(Fragmento seleccionado):

Recientemente, la familia de Mikel Salegi nos encogió el corazón con el relato de la muerte de su hijo y hermano en un control de la Guardia Civil en diciembre de 1974. Mantienen la llama del recuerdo. Son el paradigma de cientos, de miles de familiares de esas víctimas sin inventariar que jamás tendrán el reposo en el nombre de una calle o en la lista de la ignominia que ayuntamientos e instituciones están por elaborar.
¿Quién está al corriente de que en 1967 la Guardia Civil disparaba en la muga de Zugarramurdi contra una sombra pensando que se trataba de un voluntario de ETA? Disparaba a matar. «Tienen, por eso no lloran, de plomo las calaveras», versaba Lorca. La víctima apenas tenía 17 años: Miguel Iturbe Elizalde y era un vecino que volvía a su hogar. ¿Y el campanero de la localidad alavesa de Urabaien, que fue acribillado cuando hacía sonar las campanas de su parroquia? La versión policial señaló que tras el repique se escondía algo así como una especie de lenguaje en morse, pero en vascuence. Y que el sonido de las campanas penetraba en lo más recóndito de los valles para advertir a los guerrilleros camuflados en baserritarras que la hora del asalto había llegado. ¿Quién devolverá el honor a Segundo Urteaga, el campanero, y desmontará semejante fábula que sirvió para matar a un inocente?
Recordamos, que no es poco, los hitos de nuestra historia mientras que las micro-historias caen al fondo del saco. El proceso de Burgos es uno de esos hitos, con sus condenas, movilizaciones, conmutaciones de penas…. Nadie conmutó la condena a muerte, sin embargo, que recayó sobre un chaval, Roberto Pérez Jauregui, que se derrumbó sin vida en una manifestación de apoyo a los procesados reprimida a tiros por la Guardia Civil, en Eibar.

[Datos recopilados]

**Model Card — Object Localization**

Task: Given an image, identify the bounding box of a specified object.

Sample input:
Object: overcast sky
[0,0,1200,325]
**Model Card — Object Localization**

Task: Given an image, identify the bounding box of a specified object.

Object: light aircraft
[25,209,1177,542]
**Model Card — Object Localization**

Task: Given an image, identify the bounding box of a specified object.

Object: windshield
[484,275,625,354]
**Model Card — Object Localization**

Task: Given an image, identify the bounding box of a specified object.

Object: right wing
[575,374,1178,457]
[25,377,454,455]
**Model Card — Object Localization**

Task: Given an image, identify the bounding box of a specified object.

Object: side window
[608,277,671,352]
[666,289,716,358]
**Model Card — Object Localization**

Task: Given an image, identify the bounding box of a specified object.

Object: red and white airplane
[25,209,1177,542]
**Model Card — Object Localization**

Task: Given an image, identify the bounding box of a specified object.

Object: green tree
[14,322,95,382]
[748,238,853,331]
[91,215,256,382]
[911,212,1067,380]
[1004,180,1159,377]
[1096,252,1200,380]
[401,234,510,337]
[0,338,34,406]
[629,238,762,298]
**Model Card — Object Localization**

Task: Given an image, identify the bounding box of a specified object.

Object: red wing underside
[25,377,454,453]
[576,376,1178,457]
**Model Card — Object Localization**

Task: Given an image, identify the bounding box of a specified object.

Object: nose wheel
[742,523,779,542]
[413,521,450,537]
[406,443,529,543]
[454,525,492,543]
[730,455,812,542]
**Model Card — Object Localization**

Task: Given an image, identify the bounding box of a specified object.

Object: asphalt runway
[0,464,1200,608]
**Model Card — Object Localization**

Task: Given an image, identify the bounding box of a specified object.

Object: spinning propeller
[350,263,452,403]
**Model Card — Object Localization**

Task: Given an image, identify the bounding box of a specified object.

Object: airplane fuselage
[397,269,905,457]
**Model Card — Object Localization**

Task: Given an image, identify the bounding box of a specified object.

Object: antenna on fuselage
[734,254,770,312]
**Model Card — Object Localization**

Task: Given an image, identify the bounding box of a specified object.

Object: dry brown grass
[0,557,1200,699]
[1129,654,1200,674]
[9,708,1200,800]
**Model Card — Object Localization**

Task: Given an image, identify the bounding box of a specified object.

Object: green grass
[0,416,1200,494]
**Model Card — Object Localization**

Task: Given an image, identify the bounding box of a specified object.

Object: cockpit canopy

(Lista de tareas):
1) Copia tal cual el texto sobre las víctimas de la Guardia Civil, desde "Recientemente, la familia" hasta "están por elaborar.".
2) Continúa el texto sobre las víctimas de la Guardia Civil a partir de su última frase.

(Respuestas del ejercicio):
1)
Recientemente, la familia de Mikel Salegi nos encogió el corazón con el relato de la muerte de su hijo y hermano en un control de la Guardia Civil en diciembre de 1974. Mantienen la llama del recuerdo. Son el paradigma de cientos, de miles de familiares de esas víctimas sin inventariar que jamás tendrán el reposo en el nombre de una calle o en la lista de la ignominia que ayuntamientos e instituciones están por elaborar.

2)
Lo dije en cierta ocasión: los muertos aquel 3 de Marzo en Gasteiz no fueron los cinco obreros que lloramos entonces, sino tres más que se solidarizaron (¡qué palabra tan en desuso!) con su protesta: Vicente Antón Ferrero, en Basauri, Juan Gabriel Rodrigo, en Tarragona y Mario Marotta, en Roma. Y cuando rememoramos los fusilamientos de Txiki y Otaegi, junto a los tres comunistas del FRAP, jamás he oído citar a Vicente Velasco Garrán, quizás porque no tuvo un seudónimo o porque sus apellidos no invitan a la excepción. Era de Laudio y murió en el hospital de Basurto, a consecuencia de las heridas que le produjo la Policía en una manifestación que denunciaba, en el primer aniversario, los fusilamientos precisamente del 27 de Septiembre.
Estos nombres, citados a vuelapluma en épocas propicias para inventariar, son muestra de muestra. Podría mencionar a mi vecino Richard Varela, una víctima del caballo adulterado y distribuido con la complacencia de quienes hacían la «Guerra del Norte», a José Ramón F. L. o Ricardo G. U. (¿por qué no tienen siquiera apellido?), los penúltimos muertos en accidente laboral en Bizkaia. Podría citar… ¿A alguien le importa? ¿Alguien lo recuerda? Lo dudo. Tenemos todavía todo un país por inventariar.